Go through the listing and write out all of it exactly.

==================================================

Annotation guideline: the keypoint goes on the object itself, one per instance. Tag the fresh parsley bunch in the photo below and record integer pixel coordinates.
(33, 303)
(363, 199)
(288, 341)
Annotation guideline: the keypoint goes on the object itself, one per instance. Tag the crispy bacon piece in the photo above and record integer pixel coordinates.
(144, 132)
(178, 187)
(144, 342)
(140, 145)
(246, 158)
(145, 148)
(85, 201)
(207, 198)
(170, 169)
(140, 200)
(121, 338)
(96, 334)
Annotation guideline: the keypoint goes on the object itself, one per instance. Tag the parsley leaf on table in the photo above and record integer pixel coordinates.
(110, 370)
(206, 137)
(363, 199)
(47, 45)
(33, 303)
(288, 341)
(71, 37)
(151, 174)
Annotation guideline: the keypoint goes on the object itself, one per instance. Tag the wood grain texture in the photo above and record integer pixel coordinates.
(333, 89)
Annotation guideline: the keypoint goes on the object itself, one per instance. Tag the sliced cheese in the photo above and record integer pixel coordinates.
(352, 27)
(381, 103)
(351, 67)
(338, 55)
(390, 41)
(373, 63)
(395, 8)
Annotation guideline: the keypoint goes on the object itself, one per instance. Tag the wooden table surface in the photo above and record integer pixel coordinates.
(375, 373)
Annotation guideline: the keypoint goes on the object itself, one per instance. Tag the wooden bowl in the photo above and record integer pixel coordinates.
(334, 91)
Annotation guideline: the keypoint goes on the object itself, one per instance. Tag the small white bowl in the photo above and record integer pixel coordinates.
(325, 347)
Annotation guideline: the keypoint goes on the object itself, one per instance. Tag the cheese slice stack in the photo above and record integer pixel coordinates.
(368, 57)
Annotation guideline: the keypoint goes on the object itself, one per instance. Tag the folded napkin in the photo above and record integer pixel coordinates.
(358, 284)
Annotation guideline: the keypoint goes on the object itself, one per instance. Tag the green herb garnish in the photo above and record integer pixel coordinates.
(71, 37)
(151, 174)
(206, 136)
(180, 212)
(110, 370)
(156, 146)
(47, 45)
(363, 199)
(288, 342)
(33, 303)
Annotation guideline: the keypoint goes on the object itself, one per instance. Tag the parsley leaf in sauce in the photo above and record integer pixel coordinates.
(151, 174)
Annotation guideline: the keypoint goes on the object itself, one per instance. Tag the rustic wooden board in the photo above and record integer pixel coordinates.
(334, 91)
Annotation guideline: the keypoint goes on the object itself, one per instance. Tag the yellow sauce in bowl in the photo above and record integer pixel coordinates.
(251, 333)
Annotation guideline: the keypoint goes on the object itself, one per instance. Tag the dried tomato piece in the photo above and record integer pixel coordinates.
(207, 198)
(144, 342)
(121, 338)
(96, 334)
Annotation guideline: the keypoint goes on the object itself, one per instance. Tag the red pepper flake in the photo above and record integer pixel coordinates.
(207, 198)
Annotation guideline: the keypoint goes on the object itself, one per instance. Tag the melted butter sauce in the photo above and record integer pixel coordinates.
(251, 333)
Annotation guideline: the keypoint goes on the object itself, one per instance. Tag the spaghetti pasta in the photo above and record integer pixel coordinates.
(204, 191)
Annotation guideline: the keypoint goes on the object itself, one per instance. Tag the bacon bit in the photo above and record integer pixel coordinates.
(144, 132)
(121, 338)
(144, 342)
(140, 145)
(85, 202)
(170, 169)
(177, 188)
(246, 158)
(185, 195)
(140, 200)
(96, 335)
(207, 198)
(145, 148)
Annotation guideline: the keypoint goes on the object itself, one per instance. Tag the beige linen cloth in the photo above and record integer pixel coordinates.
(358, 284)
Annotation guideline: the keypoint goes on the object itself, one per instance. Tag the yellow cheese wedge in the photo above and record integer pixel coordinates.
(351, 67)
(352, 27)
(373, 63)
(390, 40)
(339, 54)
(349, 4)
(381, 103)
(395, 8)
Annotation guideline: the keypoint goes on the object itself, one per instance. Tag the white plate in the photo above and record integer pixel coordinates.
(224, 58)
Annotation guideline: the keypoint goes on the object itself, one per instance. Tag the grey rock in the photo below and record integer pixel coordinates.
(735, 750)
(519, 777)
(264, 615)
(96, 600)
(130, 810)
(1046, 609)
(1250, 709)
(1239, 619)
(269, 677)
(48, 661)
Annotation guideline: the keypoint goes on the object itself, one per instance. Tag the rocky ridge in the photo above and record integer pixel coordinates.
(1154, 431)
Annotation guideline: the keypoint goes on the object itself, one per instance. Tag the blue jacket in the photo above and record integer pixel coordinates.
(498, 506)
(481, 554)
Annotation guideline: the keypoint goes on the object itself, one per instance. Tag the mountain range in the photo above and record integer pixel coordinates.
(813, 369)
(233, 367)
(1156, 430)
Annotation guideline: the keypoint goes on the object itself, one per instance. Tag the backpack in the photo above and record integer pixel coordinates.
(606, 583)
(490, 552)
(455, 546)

==================================================

OUTPUT FOR THIS TASK:
Annotation guideline: the keypoint goes on the object itself, one per instance. Tag the fresh parsley bunch in the photo below and record integer pixel coordinates.
(33, 303)
(363, 199)
(288, 341)
Annotation guideline: the keypoint goes on the object itself, one per instance. Tag the crispy bacon piece in the photo above and record integer pixel coordinates.
(144, 132)
(178, 187)
(144, 342)
(140, 145)
(246, 158)
(145, 148)
(85, 201)
(207, 198)
(170, 169)
(140, 200)
(121, 338)
(96, 334)
Annotation guideline: the keypoint goes on the object itself, one per instance. Tag the parsley leaf on table in the photo above and record integer pixel coordinates.
(110, 370)
(206, 137)
(363, 199)
(47, 45)
(33, 303)
(288, 341)
(71, 37)
(151, 174)
Annotation guideline: the keypoint goes on the object itself, one per instance. Tag the wood grain texture in the photo above and record integer pixel coordinates.
(333, 89)
Annotation guideline: the keypoint goes on the object itself, one per instance. Tag the sliced cheese in the photo above and record integer pixel coordinates.
(352, 27)
(381, 103)
(351, 67)
(338, 55)
(390, 41)
(373, 63)
(395, 8)
Annotation guideline: the keypoint goes on the object itself, one per instance. Tag the wooden table surface in the photo above and record integer pixel coordinates.
(375, 373)
Annotation guideline: the keypoint goes on the object itself, one per instance. Tag the wooden bowl in the photo above and record integer pixel coordinates.
(334, 91)
Annotation guideline: the keypoint goes on the object itself, one per instance. Tag the small white bowl in the photo above and record integer pixel coordinates.
(325, 347)
Annotation guideline: the keypoint goes on the object itself, one per instance. Tag the cheese slice stack in the photo above and record integer pixel coordinates.
(368, 57)
Annotation guideline: the keypoint goes on the object itself, one per instance. Tag the folded napkin in the photo above and record integer pixel coordinates.
(358, 284)
Annotation guideline: the keypoint goes on the object itself, one per instance. Tag the green herb garnish in the photo above and record integer pixel coordinates.
(71, 37)
(151, 174)
(206, 136)
(180, 212)
(110, 370)
(156, 146)
(47, 45)
(363, 199)
(288, 342)
(33, 303)
Annotation guideline: the keypoint goes on the object itself, one per instance. Tag the parsley leaf in sauce in the photo above and record integer pixel coordinates.
(151, 174)
Annotation guideline: the keypoint goes on the object itself, one per instance. Tag the rustic wooden board in the photo above and record integer pixel coordinates.
(334, 91)
Annotation guideline: the keypoint goes on the object itself, one per instance. Tag the yellow sauce in bowl in the photo above and record integer pixel coordinates.
(251, 333)
Annotation guideline: the keypoint goes on the object itself, one per instance. Tag the dried tomato piece in the photo above and record integer pixel coordinates.
(207, 198)
(144, 342)
(121, 338)
(96, 334)
Annotation guideline: the keypoint goes on the object itself, one per instance. Tag the red pepper flake in the photo above and record integer pixel coordinates.
(207, 198)
Annotation guideline: the keypoint goes on the object itself, one per instance. Tag the melted butter sauce in the photo above and record integer pixel coordinates.
(251, 333)
Annotation guideline: the keypoint goes on the object itself, one per instance. Tag the spaghetti pasta in the photo above and record integer pixel coordinates.
(204, 191)
Annotation guideline: the keypoint goes on the object itself, one per instance. Tag the bacon bit in the photo above and record integer pixel coordinates.
(144, 132)
(121, 338)
(144, 342)
(140, 145)
(85, 202)
(170, 169)
(177, 188)
(246, 158)
(185, 195)
(140, 200)
(96, 335)
(207, 198)
(145, 148)
Annotation guideline: the keypoint goes on the object itself, one per instance. Tag the beige linen cloth in the photo above and record integer pixel coordinates.
(358, 284)
Annotation guideline: the keypoint goes on the object itself, one per instance. Tag the yellow cheese wedge in the photo above and record integer pixel coordinates.
(351, 67)
(352, 27)
(373, 63)
(390, 40)
(339, 54)
(349, 4)
(381, 103)
(395, 8)
Annotation guideline: the keypoint goes on the object itself, one per instance. Tag the white plate in the photo above and record integer pixel coordinates.
(224, 58)
Annotation guideline: the keypoint goes on the object itself, one per instance. Tag the grey rock in the photo below and record integer pixel coordinates.
(735, 750)
(519, 777)
(264, 615)
(96, 600)
(130, 810)
(1046, 609)
(1250, 709)
(1239, 619)
(269, 677)
(48, 661)
Annotation guideline: the keypoint goes on the object itself, one per instance. Tag the rocky ridge in the photo above and record integer pixel coordinates.
(1154, 431)
Annotation guideline: the keypoint goes on the object itself, one per instance. Tag the blue jacket in the photo above and record integer pixel coordinates.
(498, 506)
(481, 554)
Annotation guideline: the keypoint goes on the object itself, one per instance. Tag the mountain range in the photo above and record integer pixel coordinates.
(813, 369)
(233, 367)
(1156, 430)
Annotation guideline: the keypoint goes on the object itself, one per instance. Tag the backpack in the photo above and record integer pixel coordinates.
(606, 583)
(490, 552)
(455, 546)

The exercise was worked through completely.